▶ [Предложенный отрывок]:

══════

Около 10 часов утра толпа на пристани, у которой стоял миноносец «Керчь», сделалась положительно сплошной, появились какие-то подозрительные субъекты, показывавшие из корзин и из-за пазухи бутылки с вином, громко предлагая команде «Керчи» выпить.

Тогда я решил, что пора отойти от пристани, и, дав ход, вышел на рейд, где стал на якорь около входных ворот в гавань.

Около 12 часов дня я поехал на «Свободную Россию», дабы сговориться с ее командиром, бывшим капитаном 1 ранга Терентьевым, о буксировке «Свободной России» при помощи миноносца «Керчь» и «Лейтенанта Шестакова» на тот случай, если бы Ф. Ф. Раскольникову не удалось достать буксира.

На «Свободной России» я застал Терентьева в его каюте, заботливо укладывавшего свои вещи.

══════

▶ [Представленные данные]:
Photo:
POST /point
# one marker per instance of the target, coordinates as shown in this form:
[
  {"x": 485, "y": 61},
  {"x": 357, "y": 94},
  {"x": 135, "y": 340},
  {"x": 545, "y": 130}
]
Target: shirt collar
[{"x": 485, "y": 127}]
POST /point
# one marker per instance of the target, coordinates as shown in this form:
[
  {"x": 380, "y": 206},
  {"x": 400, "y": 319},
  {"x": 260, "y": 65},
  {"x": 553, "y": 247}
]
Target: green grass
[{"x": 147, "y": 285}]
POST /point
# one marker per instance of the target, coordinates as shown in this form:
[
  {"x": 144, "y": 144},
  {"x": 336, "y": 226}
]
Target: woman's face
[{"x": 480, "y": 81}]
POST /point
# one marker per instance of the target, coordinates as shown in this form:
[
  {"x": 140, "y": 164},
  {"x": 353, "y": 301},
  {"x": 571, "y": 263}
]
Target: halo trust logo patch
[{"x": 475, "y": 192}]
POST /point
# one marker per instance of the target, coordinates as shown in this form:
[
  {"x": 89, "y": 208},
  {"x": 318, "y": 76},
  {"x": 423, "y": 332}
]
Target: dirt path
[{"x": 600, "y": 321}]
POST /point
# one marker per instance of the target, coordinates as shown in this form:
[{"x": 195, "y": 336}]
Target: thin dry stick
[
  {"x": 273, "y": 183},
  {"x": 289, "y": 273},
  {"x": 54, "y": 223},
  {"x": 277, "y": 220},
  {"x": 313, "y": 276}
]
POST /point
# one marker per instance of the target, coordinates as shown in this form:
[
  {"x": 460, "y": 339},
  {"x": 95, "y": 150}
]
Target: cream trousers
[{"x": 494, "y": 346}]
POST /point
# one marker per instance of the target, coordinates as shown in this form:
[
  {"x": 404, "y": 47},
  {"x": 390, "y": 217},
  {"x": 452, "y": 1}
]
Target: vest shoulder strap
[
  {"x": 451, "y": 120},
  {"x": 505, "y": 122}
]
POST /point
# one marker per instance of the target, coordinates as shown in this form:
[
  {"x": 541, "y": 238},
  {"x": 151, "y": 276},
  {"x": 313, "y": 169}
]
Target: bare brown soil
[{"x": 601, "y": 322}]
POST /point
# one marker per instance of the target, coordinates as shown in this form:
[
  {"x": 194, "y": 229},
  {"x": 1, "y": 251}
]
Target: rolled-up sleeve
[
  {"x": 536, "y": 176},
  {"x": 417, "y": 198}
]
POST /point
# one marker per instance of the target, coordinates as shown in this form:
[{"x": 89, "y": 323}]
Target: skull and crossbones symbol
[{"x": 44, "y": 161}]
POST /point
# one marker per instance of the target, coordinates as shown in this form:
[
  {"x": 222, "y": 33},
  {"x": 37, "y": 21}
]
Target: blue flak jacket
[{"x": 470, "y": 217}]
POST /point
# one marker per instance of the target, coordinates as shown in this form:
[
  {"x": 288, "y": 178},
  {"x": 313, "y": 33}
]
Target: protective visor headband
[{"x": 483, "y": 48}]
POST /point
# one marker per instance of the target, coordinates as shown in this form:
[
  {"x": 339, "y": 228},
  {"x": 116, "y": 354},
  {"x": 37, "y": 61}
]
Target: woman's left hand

══════

▶ [Задачи для решения]:
a – Перепечатайте из предложенного отрывка участок от слов «Тогда я решил, что» до слов «укладывавшего свои вещи.» включительно.
b – Кто, согласно предложенному отрывку, был командиром «Свободной России»?
c – Назовите все корабли, упомянутые в предложенном отрывке.

▶ [Ответы к заданиям]:
a –
Тогда я решил, что пора отойти от пристани, и, дав ход, вышел на рейд, где стал на якорь около входных ворот в гавань.

Около 12 часов дня я поехал на «Свободную Россию», дабы сговориться с ее командиром, бывшим капитаном 1 ранга Терентьевым, о буксировке «Свободной России» при помощи миноносца «Керчь» и «Лейтенанта Шестакова» на тот случай, если бы Ф. Ф. Раскольникову не удалось достать буксира.

На «Свободной России» я застал Терентьева в его каюте, заботливо укладывавшего свои вещи.

b – Бывший капитан 1 ранга Терентьев.

c – «Керчь», «Свободная Россия», «Лейтенант Шестаков».